#### [Activity]
Pull each line containing "head" from the data.

BEGIN Entries supplied

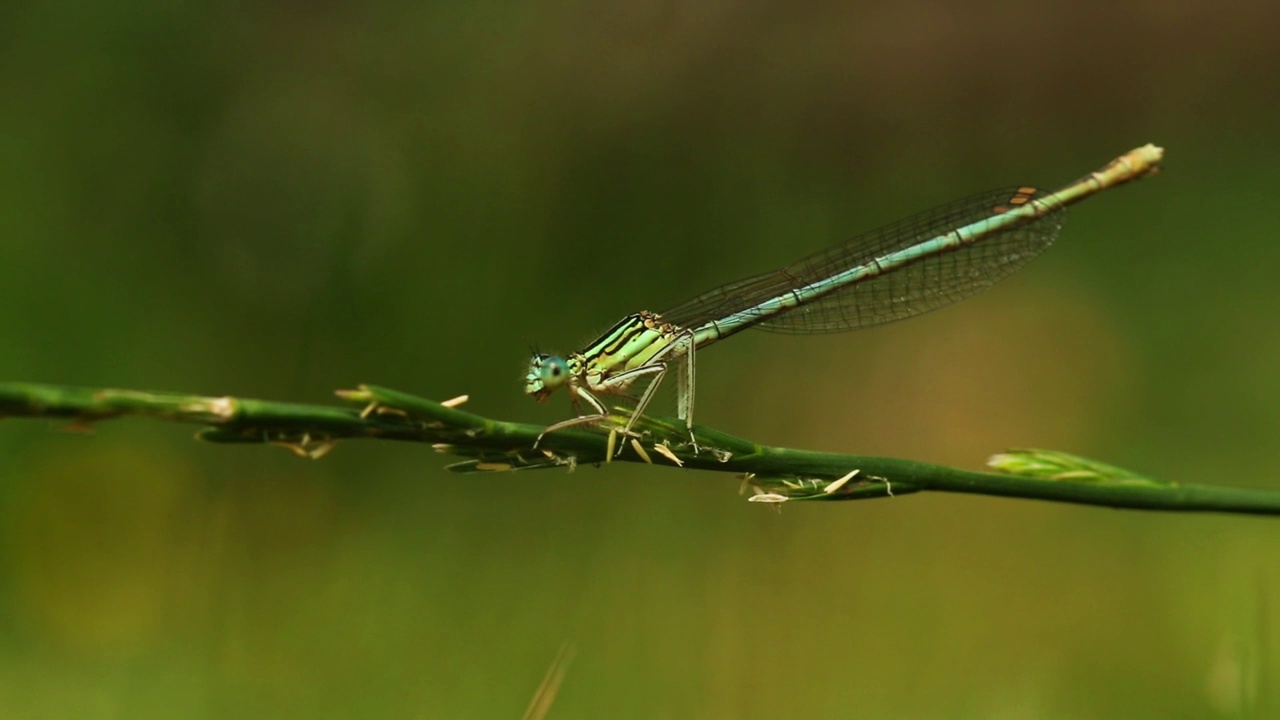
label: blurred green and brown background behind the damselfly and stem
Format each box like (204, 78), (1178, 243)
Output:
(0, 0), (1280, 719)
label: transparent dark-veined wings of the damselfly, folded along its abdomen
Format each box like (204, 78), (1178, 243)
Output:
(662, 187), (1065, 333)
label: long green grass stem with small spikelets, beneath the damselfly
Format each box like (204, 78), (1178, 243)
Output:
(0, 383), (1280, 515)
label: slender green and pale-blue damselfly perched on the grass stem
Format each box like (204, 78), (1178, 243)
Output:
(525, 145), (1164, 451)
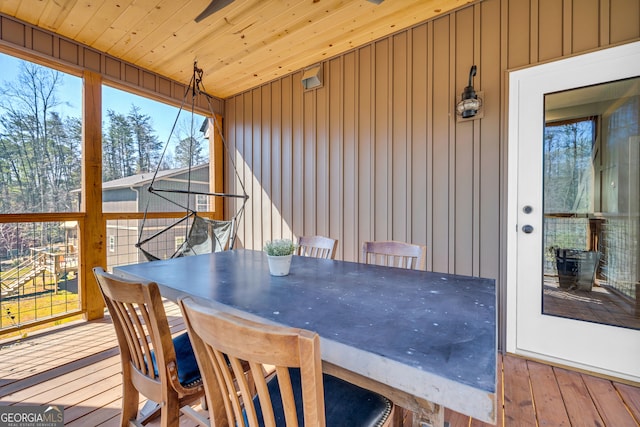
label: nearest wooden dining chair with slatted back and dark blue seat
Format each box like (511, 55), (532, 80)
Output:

END Entries supplied
BEGIN Entries supplied

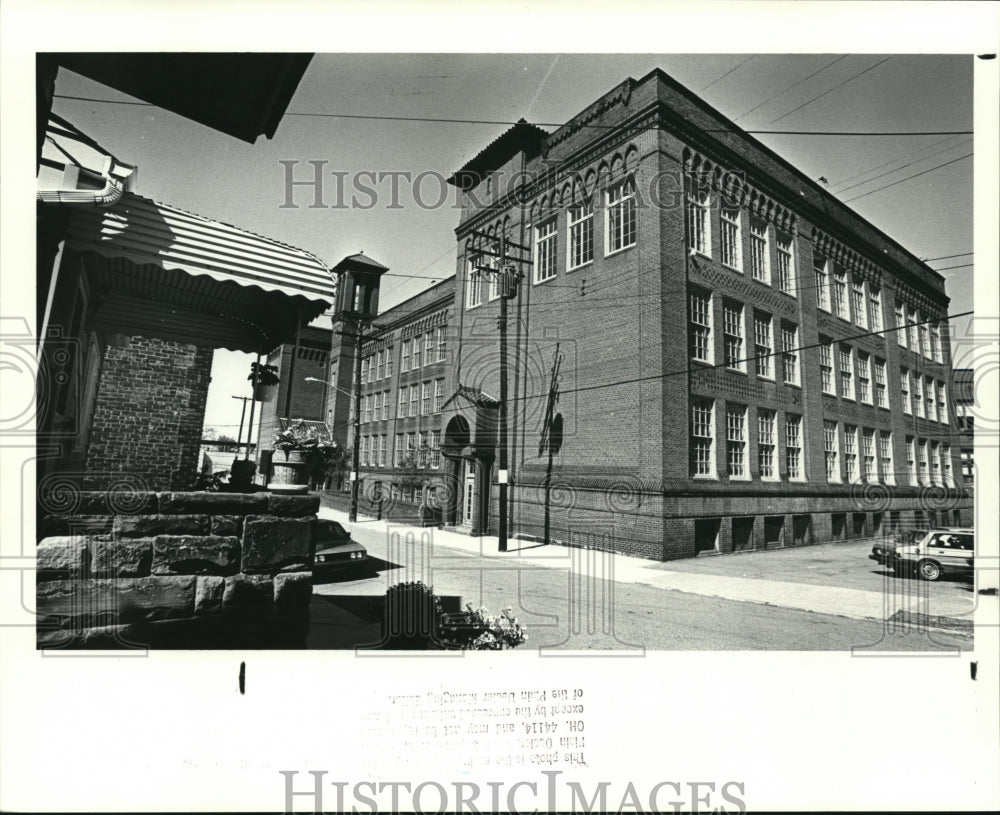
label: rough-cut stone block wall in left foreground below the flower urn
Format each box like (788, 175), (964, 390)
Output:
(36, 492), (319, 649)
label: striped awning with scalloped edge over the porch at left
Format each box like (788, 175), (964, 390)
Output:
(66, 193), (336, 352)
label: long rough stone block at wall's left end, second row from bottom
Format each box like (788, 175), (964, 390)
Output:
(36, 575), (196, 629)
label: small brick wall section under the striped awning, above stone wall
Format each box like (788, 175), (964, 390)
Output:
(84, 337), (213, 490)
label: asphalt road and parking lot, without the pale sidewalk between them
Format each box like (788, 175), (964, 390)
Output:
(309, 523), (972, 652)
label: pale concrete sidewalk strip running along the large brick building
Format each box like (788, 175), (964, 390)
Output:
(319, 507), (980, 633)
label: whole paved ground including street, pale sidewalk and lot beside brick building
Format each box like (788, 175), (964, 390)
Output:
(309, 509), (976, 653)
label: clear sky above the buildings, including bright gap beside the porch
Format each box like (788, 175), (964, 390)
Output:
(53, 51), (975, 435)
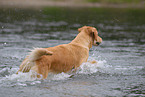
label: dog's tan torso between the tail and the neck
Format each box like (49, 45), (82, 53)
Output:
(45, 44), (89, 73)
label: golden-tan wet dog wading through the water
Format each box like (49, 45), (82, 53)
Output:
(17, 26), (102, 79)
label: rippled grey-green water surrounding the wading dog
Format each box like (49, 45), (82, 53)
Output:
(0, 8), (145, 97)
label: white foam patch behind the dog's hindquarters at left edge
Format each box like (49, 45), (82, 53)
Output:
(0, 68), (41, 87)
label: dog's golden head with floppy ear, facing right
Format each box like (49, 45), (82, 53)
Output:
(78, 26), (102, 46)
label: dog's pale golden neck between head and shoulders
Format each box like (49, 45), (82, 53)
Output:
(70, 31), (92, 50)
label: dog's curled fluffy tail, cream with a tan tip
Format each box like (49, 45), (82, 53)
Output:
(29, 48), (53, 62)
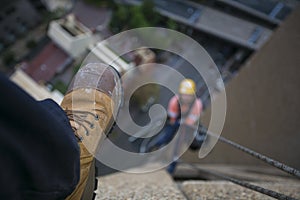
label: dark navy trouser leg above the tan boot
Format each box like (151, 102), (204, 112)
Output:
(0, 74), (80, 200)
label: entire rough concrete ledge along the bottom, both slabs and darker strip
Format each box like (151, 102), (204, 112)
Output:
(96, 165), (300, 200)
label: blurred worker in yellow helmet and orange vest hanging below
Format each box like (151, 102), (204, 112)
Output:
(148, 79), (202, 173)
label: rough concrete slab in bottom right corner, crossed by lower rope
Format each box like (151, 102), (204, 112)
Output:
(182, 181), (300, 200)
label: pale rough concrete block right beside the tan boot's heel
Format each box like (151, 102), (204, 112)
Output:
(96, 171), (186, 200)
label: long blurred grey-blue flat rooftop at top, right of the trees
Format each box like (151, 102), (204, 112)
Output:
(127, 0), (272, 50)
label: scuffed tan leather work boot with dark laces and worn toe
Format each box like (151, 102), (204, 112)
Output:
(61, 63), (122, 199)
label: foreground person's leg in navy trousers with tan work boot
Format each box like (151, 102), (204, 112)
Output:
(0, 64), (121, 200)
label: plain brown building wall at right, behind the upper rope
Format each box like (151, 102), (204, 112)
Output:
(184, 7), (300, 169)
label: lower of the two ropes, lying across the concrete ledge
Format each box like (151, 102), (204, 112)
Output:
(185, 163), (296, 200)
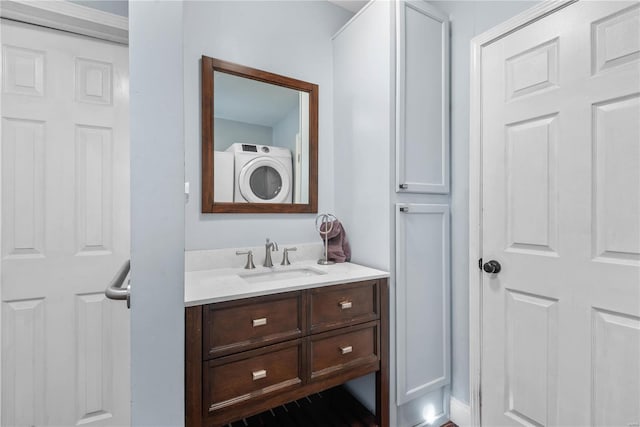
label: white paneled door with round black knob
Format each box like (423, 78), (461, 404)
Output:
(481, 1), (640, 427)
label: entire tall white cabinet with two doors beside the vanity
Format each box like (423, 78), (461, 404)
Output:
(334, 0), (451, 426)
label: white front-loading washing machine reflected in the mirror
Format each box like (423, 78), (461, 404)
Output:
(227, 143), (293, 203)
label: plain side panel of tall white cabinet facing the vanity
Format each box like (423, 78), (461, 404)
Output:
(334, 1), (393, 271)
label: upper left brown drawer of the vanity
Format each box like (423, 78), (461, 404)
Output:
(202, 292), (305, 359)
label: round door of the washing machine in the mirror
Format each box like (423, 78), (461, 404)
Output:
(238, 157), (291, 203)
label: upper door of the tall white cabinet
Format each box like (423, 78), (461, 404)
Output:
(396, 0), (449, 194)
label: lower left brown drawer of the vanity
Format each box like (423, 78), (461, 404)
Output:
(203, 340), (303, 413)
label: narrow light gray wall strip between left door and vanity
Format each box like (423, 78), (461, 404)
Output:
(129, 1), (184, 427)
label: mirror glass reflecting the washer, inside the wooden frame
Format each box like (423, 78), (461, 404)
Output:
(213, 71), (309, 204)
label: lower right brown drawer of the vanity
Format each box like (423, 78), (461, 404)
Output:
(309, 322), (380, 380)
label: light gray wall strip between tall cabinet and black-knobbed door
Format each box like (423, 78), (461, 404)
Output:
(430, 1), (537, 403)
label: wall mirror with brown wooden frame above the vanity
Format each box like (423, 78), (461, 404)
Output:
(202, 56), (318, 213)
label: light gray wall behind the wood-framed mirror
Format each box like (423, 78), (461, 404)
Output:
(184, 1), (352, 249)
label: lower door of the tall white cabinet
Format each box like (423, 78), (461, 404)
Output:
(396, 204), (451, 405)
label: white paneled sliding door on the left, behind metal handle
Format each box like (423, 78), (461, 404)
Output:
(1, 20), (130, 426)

END Entries supplied
BEGIN Entries supplied

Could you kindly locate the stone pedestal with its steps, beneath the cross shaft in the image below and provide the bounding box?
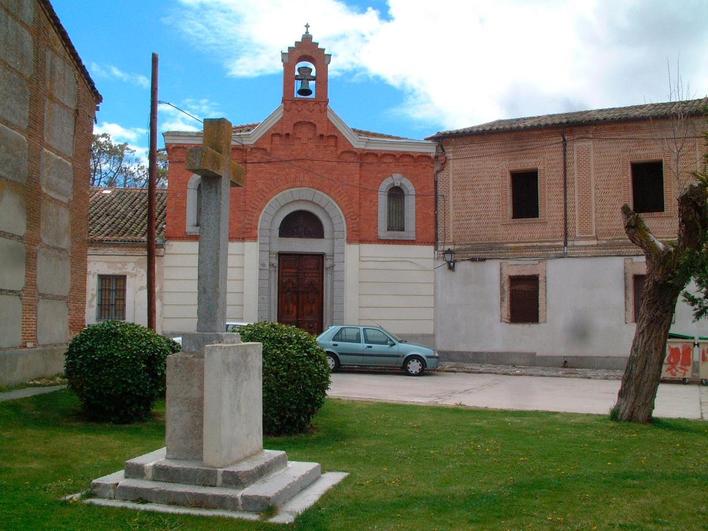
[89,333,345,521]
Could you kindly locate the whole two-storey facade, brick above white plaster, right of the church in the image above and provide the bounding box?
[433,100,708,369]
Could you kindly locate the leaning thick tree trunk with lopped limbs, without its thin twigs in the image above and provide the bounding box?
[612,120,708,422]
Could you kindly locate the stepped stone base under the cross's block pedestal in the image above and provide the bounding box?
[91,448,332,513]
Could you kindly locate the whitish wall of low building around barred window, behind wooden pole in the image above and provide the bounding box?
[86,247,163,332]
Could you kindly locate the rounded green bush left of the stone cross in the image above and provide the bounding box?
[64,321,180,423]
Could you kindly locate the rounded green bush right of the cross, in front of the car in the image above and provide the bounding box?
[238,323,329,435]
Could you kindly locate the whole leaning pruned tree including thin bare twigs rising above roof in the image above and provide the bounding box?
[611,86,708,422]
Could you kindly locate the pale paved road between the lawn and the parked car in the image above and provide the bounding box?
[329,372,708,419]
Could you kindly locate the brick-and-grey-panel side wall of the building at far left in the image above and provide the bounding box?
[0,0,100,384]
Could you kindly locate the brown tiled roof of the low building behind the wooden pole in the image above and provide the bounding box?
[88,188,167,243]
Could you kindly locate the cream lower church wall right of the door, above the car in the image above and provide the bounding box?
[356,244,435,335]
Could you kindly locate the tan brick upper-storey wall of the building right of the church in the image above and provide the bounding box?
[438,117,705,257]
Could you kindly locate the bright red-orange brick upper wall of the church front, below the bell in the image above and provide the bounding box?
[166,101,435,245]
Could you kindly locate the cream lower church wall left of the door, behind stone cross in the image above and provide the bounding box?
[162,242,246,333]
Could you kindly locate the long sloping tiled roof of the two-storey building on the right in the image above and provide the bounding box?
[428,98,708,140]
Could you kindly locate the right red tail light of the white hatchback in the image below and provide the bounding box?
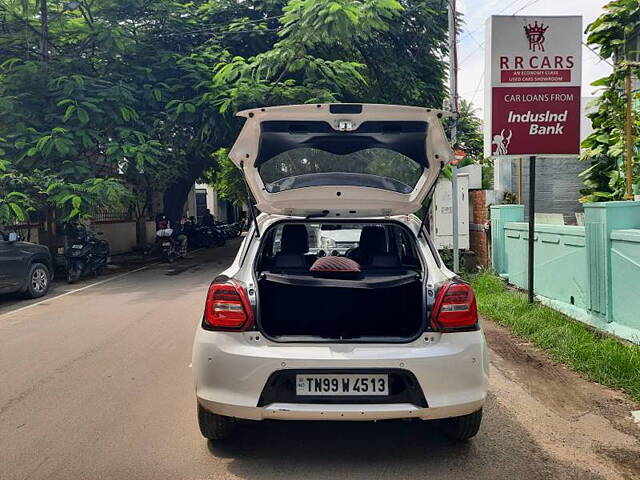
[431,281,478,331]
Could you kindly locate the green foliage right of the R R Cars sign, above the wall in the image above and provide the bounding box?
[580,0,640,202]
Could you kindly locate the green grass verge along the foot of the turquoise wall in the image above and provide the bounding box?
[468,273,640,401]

END Entries supplied

#### [Answer to the problem]
label: dog's golden head with floppy ear, facing right
label: dog's pale golden neck between head and shoulders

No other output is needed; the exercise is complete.